* [Prompt]: Show each line of the listing below that contains the word "section", copied in full.

* [Data excerpts]:

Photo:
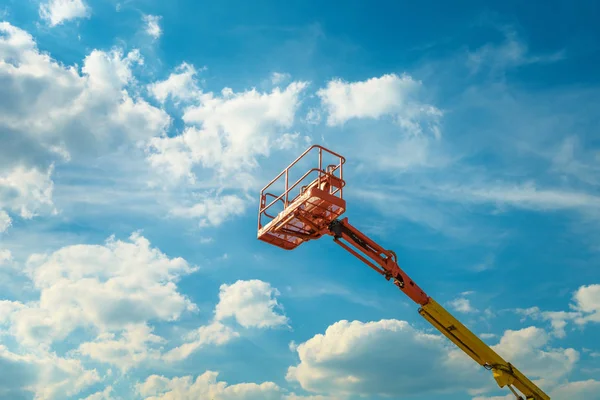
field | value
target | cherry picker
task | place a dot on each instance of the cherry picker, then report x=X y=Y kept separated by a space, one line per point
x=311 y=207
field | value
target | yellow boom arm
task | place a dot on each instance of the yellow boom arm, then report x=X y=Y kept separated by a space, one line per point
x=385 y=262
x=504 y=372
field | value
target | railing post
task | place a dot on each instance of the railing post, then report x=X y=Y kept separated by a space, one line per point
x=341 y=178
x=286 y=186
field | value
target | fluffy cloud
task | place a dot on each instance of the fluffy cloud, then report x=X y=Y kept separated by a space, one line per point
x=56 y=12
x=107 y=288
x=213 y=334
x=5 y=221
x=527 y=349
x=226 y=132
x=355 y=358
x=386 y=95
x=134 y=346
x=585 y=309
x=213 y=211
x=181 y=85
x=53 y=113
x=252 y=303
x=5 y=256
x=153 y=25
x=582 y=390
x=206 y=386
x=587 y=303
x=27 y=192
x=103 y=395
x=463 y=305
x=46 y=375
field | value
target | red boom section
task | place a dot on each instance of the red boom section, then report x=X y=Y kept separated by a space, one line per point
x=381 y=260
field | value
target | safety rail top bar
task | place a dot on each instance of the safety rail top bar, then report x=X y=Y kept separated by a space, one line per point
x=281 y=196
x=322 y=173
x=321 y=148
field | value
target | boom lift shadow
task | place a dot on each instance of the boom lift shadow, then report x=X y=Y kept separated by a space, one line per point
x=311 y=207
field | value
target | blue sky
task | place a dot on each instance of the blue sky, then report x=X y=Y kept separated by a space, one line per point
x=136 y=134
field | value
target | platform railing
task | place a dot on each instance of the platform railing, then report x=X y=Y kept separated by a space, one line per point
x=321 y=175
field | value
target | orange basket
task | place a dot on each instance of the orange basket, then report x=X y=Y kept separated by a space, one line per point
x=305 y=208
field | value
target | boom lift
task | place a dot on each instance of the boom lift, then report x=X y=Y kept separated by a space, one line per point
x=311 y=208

---

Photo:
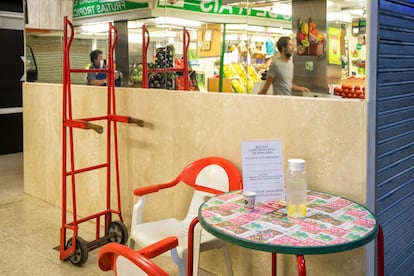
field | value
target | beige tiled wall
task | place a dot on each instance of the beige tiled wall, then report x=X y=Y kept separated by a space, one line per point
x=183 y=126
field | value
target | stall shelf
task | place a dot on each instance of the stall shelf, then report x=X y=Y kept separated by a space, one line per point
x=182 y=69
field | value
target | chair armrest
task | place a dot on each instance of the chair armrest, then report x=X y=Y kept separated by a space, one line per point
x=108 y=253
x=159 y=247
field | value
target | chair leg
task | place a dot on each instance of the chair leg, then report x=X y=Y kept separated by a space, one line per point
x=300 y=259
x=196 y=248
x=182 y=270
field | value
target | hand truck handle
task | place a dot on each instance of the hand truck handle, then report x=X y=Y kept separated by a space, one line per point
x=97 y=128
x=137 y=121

* [Response to this exercise]:
target | red boom section
task | place a dot on each instance of the red boom section, then report x=X y=Y kept separated by a space, one line per point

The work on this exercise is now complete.